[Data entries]
"""
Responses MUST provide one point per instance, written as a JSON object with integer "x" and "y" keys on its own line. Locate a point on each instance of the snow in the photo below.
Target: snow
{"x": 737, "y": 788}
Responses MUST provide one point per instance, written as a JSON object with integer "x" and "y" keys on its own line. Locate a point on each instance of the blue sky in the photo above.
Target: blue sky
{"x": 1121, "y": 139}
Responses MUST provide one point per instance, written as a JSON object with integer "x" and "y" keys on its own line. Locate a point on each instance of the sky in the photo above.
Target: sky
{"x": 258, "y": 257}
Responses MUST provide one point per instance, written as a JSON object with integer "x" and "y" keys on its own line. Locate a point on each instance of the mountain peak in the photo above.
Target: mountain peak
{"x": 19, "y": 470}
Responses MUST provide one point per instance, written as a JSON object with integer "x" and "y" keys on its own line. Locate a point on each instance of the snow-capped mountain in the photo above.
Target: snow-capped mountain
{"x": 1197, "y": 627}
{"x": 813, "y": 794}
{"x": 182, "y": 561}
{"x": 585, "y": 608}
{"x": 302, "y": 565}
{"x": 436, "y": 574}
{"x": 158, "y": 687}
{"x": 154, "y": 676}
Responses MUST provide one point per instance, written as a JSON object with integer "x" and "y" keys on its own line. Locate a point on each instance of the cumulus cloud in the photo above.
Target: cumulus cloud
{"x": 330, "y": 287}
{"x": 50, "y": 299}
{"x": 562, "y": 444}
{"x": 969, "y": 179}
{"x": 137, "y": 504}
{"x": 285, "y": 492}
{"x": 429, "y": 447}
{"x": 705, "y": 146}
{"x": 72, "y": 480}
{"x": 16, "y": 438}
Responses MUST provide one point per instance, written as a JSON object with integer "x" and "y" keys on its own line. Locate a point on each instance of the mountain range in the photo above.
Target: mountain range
"""
**WHAT THE TASK REQUIRES**
For this task, write out exactly the lines of the entries above, starting at the line with "mountain in the photo above." and ending at the line with "cloud in the photo above.", both included, and no others.

**RESPONSE TO THIS TASK**
Responses MUST provide one point per instance, written as a JSON object with integer "x" and "y" keys on its own line. Locate a point on each instance of the snow-capped mountain in the photo above.
Target: snow-capped mountain
{"x": 1197, "y": 627}
{"x": 813, "y": 794}
{"x": 182, "y": 561}
{"x": 585, "y": 608}
{"x": 302, "y": 565}
{"x": 436, "y": 574}
{"x": 158, "y": 687}
{"x": 154, "y": 676}
Responses MUST provide one point per instance, written as a JSON object with integer "x" and "y" keys on its own line. Locate a point on each instance of the cumulus cloud in the photo above.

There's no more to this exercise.